[start QUOTED TEXT]

This project is a high-performance, browser-based text-to-speech system that runs entirely on the client. It utilizes VITS neural TTS models compiled to WebAssembly via ONNX Runtime, eliminating the need for server-side API calls. It features streaming playback where audio begins as soon as the first sentence is synthesized, multi-core processing via WebAssembly threads, and offline support through browser caching.
Features
100% client-side processing using WebAssembly and ONNX
Streaming playback: audio starts while remaining text generates
Multi-core parallel generation using WebAssembly threads
The application is built with React 18 and TypeScript, bundled with Vite. The core inference engine relies on @diffusionstudio/vits-web, which wraps ONNX Runtime Web. Audio playback is managed via standard HTML5 Audio APIs, while state management for chunk generation and playback status is handled by a custom TTSEngine class and the useTTS React hook. UI components are styled with Tailwind CSS and shadcn/ui.

[end QUOTED TEXT]
[start RECORDS]

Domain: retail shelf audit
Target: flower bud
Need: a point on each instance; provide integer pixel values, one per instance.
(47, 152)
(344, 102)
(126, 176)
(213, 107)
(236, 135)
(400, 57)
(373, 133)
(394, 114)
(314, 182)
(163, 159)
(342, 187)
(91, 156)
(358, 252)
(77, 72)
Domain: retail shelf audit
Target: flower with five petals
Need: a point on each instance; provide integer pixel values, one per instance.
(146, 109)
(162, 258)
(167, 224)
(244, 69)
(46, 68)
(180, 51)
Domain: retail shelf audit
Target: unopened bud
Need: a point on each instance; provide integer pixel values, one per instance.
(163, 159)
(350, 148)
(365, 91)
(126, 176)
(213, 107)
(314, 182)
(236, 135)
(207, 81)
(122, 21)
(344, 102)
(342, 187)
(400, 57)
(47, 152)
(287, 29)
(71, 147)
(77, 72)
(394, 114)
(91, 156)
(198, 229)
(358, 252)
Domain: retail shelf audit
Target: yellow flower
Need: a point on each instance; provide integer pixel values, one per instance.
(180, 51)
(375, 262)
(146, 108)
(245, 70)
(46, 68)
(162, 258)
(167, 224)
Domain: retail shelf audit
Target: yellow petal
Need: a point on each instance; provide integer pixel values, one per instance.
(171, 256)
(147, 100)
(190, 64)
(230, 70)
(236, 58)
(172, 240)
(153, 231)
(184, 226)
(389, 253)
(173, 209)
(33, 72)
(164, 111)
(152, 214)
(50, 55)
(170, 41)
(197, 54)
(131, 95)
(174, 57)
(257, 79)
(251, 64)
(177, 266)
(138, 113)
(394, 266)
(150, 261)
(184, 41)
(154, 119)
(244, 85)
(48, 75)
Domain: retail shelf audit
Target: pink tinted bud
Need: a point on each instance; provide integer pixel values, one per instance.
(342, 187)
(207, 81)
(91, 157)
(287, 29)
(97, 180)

[end RECORDS]

WHAT TO WORK ON:
Write out the passage from the text on the browser-based speech system, starting with "This project is" and going on through "through browser caching.". The data is independent material and bears no relation to the text on the browser-based speech system.

SOLVED PROBLEM:
This project is a high-performance, browser-based text-to-speech system that runs entirely on the client. It utilizes VITS neural TTS models compiled to WebAssembly via ONNX Runtime, eliminating the need for server-side API calls. It features streaming playback where audio begins as soon as the first sentence is synthesized, multi-core processing via WebAssembly threads, and offline support through browser caching.